* [Supplied text]:

Pendulum Arbitrations in Practice
- The key feature of pendulum arbitrations is that they encourage the parties to adopt a more reasonable position than would otherwise be the case:
Because of the risk that the arbitrator will choose one’s opponent’s reasonable
offer instead of one’s extreme offer, pendulum arbitration is thought to force both parties to make reasonable offers.[18]
- More particularly, the practical impact of the pendulum arbitration system appears in practice to work backwards, as follows:
- there is a powerful incentive for each party, when it puts in its draft award at the end of the hearing, to pitch that award at a moderate and reasonable level, thereby increasing the prospect that that draft award will be the one chosen by the arbitrator;
- knowing that they are going to put in a relatively reasonable draft, the parties are encouraged to pitch their advocacy at the hearing at a moderate level. To advocate for a very ambitious result, and then to abandon such advocacy in the draft award, may well make a party look foolish;
- similarly, a party may well look foolish if it pleads for an ambitious result, and then abandons such pleading in the advocacy. Parties are thus incentivised to take relatively reasonable positions early in the process.
- Further, if as part of a binding ADR provision in a contract (including a provision of a mediation process), pendulum arbitration was the prescribed arbitration route following a failed mediation, the parties might be induced to make more reasonable offers at the mediation itself.
- The procedure in pendulum arbitration (at any rate, as set out in the author’s model form) is much simpler than in conventional arbitration:
- the parties exchange pleadings, typically in electronic format, including the documents and any expert reports upon which they rely. The arbitrator is at liberty to seek clarification of any matter, but otherwise there is no scope for subsequent amendment;
- there is no discovery of documents, nor scope for any further expert reports;
- the arbitrator, as soon as reasonably practicable and convenient to the parties, fixes a hearing date, the hearing ordinarily taking place on a single day;
- the hearing takes place on a chess clock basis, and the parties are at liberty to use their time as they choose, including adducing viva voce evidence from witnesses and/or making submissions as to the law and/or the facts. There is no cross-examination unless requested by both parties;
- the rules of evidence do not apply, and all opportunities for court involvement in the process provided for by the Commercial Arbitration Act 2011 (SA) are excluded;
- at the conclusion of the parties’ cases on the day of the hearing, each party has a short period (half an hour or so) to reflect on what has been said during the day, and must then hand in a draft award in a sealed envelope. The amount in such draft award includes any entitlement in respect of interest and/or costs;
- the arbitrator delivers his award on the next day following the hearing, in the unamended form of one of the drafts.

* [Directives]:
**A.** Answer these from the pendulum arbitration text, one line each:
(i) What might parties be induced to do at a mediation if pendulum arbitration were the prescribed route after it failed?
(ii) On what basis does the hearing take place?
(iii) When does the arbitrator deliver the award?
**B.** Extend the pendulum arbitration text past its final sentence.
The listing that comes next can be passed over.

* [Information supplied]:
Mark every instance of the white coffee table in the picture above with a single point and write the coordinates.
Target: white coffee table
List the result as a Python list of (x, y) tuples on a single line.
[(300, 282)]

* [Replies]:
**A.**
(i) Make more reasonable offers at the mediation itself.
(ii) On a chess clock basis.
(iii) On the next day following the hearing.

**B.**
- Pendulum arbitrations are generally thought to be less confrontational, and less damaging to future relationships, than litigation or conventional arbitration.
The adversarial nature of litigation and conventional arbitration makes these forms of resolution stressful and often leaves both parties embittered.[19] Pendulum arbitration, on the other hand, helps to preserve the long-term relationship between the parties because the process is simpler and because the choice of reasonable offers lowers the sense of antagonism between the parties.[20]
- In the context of disputes as to the salaries of baseball players, the procedure typically involves the process whereby the parties are required to negotiate, and exchange offers. There is evidence that, in that context, the exchange of such offers often leads to settlement. In Final Offer Arbitration: A Model for Dispute Resolution in Domestic and International Disputes[21] Meth notes:
- High Percentages of Parties Using FOA Settle
In practice, participants to FOA avoid arbitration hearings in great numbers. Ninety per-cent of disputes that enter the Baseball salary arbitration process settle before the hearing.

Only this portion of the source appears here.